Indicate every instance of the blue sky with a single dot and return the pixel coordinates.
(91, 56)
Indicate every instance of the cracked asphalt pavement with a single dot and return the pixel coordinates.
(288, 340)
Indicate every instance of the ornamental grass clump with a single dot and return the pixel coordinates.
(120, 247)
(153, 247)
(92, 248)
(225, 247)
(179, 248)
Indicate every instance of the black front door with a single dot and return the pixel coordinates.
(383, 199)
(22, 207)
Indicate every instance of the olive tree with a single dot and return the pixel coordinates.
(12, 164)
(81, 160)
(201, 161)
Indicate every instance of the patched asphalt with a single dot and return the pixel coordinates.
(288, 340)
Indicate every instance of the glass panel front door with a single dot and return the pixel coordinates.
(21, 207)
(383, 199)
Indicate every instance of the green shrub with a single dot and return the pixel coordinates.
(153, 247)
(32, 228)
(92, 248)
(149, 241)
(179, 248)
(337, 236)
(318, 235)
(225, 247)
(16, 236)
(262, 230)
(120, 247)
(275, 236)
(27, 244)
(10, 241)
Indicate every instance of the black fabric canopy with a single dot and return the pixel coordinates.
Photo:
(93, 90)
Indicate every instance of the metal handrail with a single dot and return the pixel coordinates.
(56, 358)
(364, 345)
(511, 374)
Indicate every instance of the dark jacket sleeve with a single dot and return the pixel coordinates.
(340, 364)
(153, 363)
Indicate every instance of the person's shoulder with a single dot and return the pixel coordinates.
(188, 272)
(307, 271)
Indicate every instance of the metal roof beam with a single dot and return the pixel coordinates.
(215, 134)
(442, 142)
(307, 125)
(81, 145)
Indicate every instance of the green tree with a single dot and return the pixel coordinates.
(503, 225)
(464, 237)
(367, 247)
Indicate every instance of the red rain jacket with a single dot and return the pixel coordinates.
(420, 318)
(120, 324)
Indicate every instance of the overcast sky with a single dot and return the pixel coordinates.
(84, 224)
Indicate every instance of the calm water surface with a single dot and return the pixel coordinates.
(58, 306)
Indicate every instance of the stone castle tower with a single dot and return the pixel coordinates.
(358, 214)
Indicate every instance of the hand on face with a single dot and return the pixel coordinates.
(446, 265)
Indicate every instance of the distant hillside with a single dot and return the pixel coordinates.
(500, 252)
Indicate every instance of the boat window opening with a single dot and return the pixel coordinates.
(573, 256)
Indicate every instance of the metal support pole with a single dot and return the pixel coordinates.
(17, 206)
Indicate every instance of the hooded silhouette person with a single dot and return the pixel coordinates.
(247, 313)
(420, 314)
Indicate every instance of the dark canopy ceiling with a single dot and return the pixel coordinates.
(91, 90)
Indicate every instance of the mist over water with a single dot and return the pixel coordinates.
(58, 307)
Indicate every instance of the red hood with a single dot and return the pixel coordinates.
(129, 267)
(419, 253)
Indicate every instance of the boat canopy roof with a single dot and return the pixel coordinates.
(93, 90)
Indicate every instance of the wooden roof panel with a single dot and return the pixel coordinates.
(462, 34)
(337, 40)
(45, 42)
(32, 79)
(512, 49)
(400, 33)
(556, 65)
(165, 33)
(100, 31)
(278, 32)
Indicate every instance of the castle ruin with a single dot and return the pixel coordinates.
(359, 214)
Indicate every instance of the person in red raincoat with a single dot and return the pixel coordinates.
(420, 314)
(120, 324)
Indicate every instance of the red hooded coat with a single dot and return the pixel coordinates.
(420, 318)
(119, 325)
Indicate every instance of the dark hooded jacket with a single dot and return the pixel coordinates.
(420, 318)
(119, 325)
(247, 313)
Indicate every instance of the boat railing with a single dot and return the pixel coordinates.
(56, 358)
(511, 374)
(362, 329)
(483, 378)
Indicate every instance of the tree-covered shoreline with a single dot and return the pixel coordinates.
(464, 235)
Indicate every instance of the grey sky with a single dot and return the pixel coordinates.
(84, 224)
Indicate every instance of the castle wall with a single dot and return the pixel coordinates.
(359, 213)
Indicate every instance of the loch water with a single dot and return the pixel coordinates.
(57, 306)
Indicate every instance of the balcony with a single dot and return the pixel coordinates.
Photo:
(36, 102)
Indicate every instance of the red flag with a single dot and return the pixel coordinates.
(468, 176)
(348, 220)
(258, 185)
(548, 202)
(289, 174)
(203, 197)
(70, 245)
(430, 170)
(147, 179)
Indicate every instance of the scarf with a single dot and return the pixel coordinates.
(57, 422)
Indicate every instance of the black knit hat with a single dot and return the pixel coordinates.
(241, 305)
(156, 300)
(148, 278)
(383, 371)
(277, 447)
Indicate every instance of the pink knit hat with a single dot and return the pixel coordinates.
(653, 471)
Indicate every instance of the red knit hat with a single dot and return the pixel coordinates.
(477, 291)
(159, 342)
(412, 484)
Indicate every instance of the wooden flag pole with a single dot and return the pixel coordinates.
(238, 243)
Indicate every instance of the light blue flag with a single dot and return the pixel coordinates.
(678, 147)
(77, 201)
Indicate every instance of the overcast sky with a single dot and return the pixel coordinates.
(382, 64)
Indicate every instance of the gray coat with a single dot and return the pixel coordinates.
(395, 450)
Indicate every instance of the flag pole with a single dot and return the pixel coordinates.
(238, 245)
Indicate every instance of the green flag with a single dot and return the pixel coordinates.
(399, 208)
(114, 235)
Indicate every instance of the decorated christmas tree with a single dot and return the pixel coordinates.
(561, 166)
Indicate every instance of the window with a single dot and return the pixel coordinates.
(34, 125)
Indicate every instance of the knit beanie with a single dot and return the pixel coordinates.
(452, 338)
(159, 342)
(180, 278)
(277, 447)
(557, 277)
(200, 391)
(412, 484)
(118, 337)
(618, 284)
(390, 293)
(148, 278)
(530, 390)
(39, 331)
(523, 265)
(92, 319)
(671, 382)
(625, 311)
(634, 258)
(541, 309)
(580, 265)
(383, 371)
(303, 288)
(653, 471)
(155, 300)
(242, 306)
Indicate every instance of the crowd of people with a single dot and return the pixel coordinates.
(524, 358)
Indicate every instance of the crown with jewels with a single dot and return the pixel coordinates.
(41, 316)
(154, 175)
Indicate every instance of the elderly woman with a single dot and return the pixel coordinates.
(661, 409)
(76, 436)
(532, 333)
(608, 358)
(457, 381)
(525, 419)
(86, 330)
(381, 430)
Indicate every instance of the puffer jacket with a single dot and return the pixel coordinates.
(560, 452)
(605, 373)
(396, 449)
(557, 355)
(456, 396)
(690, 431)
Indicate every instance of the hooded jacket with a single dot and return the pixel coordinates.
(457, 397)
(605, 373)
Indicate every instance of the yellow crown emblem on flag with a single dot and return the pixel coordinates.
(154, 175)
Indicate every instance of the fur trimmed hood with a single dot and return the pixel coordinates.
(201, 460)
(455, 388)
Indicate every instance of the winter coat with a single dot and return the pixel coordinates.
· · · · ·
- _Directions_
Please output the complete data exactly.

- _Written answer_
Indicate every instance of the blue sky with a single dot and return the pixel coordinates.
(91, 56)
Indicate every instance of the cracked asphalt pavement with a single dot and return the pixel coordinates.
(288, 340)
Indicate every instance of the ornamental grass clump with a single dot and return the pixel coordinates.
(120, 247)
(153, 247)
(92, 248)
(225, 247)
(179, 248)
Indicate every instance of the black front door with a single dot and return the pixel coordinates.
(383, 199)
(22, 207)
Indicate every instance of the olive tree with a single dot and return the pixel coordinates.
(12, 164)
(81, 160)
(201, 161)
Indicate every instance of the patched asphalt with a single dot and return the pixel coordinates.
(288, 340)
Indicate every instance of the glass panel front door with a single dot and return the pixel coordinates.
(21, 207)
(383, 199)
Indicate every instance of the green shrub with a single dot and return the pixel coordinates.
(153, 247)
(32, 228)
(92, 248)
(149, 241)
(179, 248)
(337, 236)
(318, 235)
(225, 247)
(16, 236)
(262, 230)
(120, 247)
(275, 236)
(27, 244)
(10, 241)
Indicate every instance of the black fabric canopy with a single dot and return the pixel coordinates.
Photo:
(93, 90)
Indicate every instance of the metal handrail with a single dot and return the pixel coordinates.
(56, 358)
(364, 345)
(511, 374)
Indicate every instance of the dark jacket sleeve with a single dot and return the pixel coordinates.
(340, 364)
(153, 363)
Indicate every instance of the person's shoulder with a single dot and return the pixel coordinates.
(188, 272)
(307, 271)
Indicate every instance of the metal roof beam with a single dot and return the pixel coordinates.
(215, 134)
(442, 142)
(307, 125)
(81, 145)
Indicate every instance of the green tree with a single dot and return the pixel coordinates.
(503, 225)
(464, 237)
(367, 247)
Indicate every instance of the red rain jacket with a single dot and return the pixel coordinates.
(420, 318)
(120, 324)
Indicate every instance of the overcast sky with a single dot and return the pixel coordinates.
(84, 224)
Indicate every instance of the calm water surface with a single dot and return the pixel coordinates.
(58, 306)
Indicate every instance of the stone castle tower with a single dot and return the pixel coordinates.
(358, 214)
Indicate every instance of the hand on face with a single dot and return the pixel coordinates.
(446, 265)
Indicate every instance of the distant hillside with a single dot and return the pixel coordinates.
(500, 252)
Indicate every instance of the boat window opening with a single dot and return the pixel coordinates.
(573, 256)
Indicate every instance of the metal support pole with a single dot and return the pixel coordinates.
(17, 206)
Indicate every instance of the hooded silhouette person with a single dot and return the pixel coordinates.
(247, 313)
(420, 314)
Indicate every instance of the dark canopy ceiling with a single dot and return the pixel coordinates.
(91, 90)
Indicate every instance of the mist over water with a single dot and return the pixel coordinates.
(58, 307)
Indicate every instance of the red hood with a single dot and return the pixel coordinates.
(129, 267)
(419, 253)
Indicate every instance of the boat canopy roof with a single dot and return the pixel coordinates.
(93, 90)
Indicate every instance of the wooden roof panel with a single dot and return the pixel coordinates.
(462, 34)
(337, 40)
(45, 42)
(32, 79)
(512, 49)
(400, 33)
(556, 65)
(165, 33)
(100, 31)
(278, 32)
Indicate every instance of the castle ruin with a single dot and return the pixel coordinates.
(359, 214)
Indicate every instance of the person in red raincoat with a single dot and return the pixel coordinates.
(420, 314)
(120, 324)
Indicate every instance of the red hooded coat with a single dot and return the pixel coordinates.
(420, 318)
(119, 325)
Indicate every instance of the dark hooded jacket with a single dot and return the pixel coordinates.
(420, 318)
(119, 325)
(247, 313)
Indicate every instance of the boat railing with a single dot and return the pixel coordinates.
(56, 358)
(511, 374)
(362, 329)
(483, 378)
Indicate every instance of the tree-covered shoreline with a single dot and return the pixel coordinates.
(464, 235)
Indicate every instance of the grey sky with a single dot and return the pixel coordinates.
(84, 224)
Indicate every instance of the castle wall with a single dot and return the pixel coordinates.
(359, 213)
Indicate every instance of the loch water with a single dot and return the pixel coordinates.
(57, 306)
Indicate every instance of the balcony with a single dot and return the pixel coordinates.
Photo:
(36, 102)
Indicate every instance of the red flag with a single dot and return the pixel coordinates.
(468, 176)
(348, 220)
(258, 185)
(548, 202)
(289, 174)
(203, 197)
(70, 245)
(430, 170)
(147, 179)
Indicate every instance of the scarf with a single dot and return the pixel coordinates.
(57, 422)
Indicate every instance of the black knit hat with a single dot and return the pixel coordinates.
(241, 305)
(156, 300)
(148, 278)
(383, 371)
(277, 447)
Indicate every instance of the pink knit hat with a single dot and return the pixel coordinates.
(653, 471)
Indicate every instance of the red knit hat with a single dot and return the pixel coordinates.
(477, 291)
(159, 342)
(412, 484)
Indicate every instance of the wooden flag pole with a single dot and return the pixel coordinates.
(238, 243)
Indicate every instance of the light blue flag with a single dot and return the pixel coordinates.
(678, 147)
(77, 201)
Indicate every instance of the overcast sky with a single dot and return the pixel coordinates.
(382, 64)
Indicate every instance of the gray coat with a single dot and return the pixel coordinates.
(395, 450)
Indicate every instance of the flag pole with a single dot and return the pixel coordinates.
(238, 245)
Indicate every instance of the green flag with a single dot and return the pixel coordinates.
(399, 208)
(114, 235)
Indicate every instance of the decorated christmas tree with a single dot and return the pixel coordinates.
(561, 166)
Indicate every instance of the window with a single dot and return the pixel coordinates.
(34, 125)
Indicate every instance of the knit beanie with a single dot and return the pixel coordinates.
(452, 338)
(159, 342)
(180, 278)
(277, 447)
(557, 277)
(200, 391)
(412, 484)
(118, 337)
(618, 284)
(390, 293)
(148, 278)
(530, 390)
(39, 331)
(523, 265)
(92, 319)
(671, 382)
(625, 311)
(634, 258)
(541, 309)
(580, 265)
(383, 371)
(303, 288)
(653, 471)
(155, 300)
(242, 306)
Indicate every instance of the crowd of people with a single dot and return the pixel coordinates.
(524, 358)
Indicate every instance of the crown with jewels with a single dot and return the pixel coordinates.
(41, 316)
(154, 175)
Indicate every instance of the elderly woman with a single dot and return the pixel coordinates.
(661, 409)
(76, 436)
(532, 333)
(608, 358)
(457, 381)
(525, 419)
(86, 330)
(381, 430)
Indicate every instance of the puffer jacket with a single dot and return the pixel coordinates.
(560, 452)
(605, 373)
(396, 449)
(557, 355)
(456, 396)
(690, 431)
Indicate every instance of the hooded jacket with a single dot and return the pixel coordinates.
(457, 397)
(605, 373)
Indicate every instance of the yellow crown emblem on flag with a single dot and return the pixel coordinates.
(154, 175)
Indicate every instance of the fur trimmed hood with a single dot and return the pixel coordinates.
(201, 460)
(455, 388)
Indicate every instance of the winter coat with a single dot and return the pixel coordinates.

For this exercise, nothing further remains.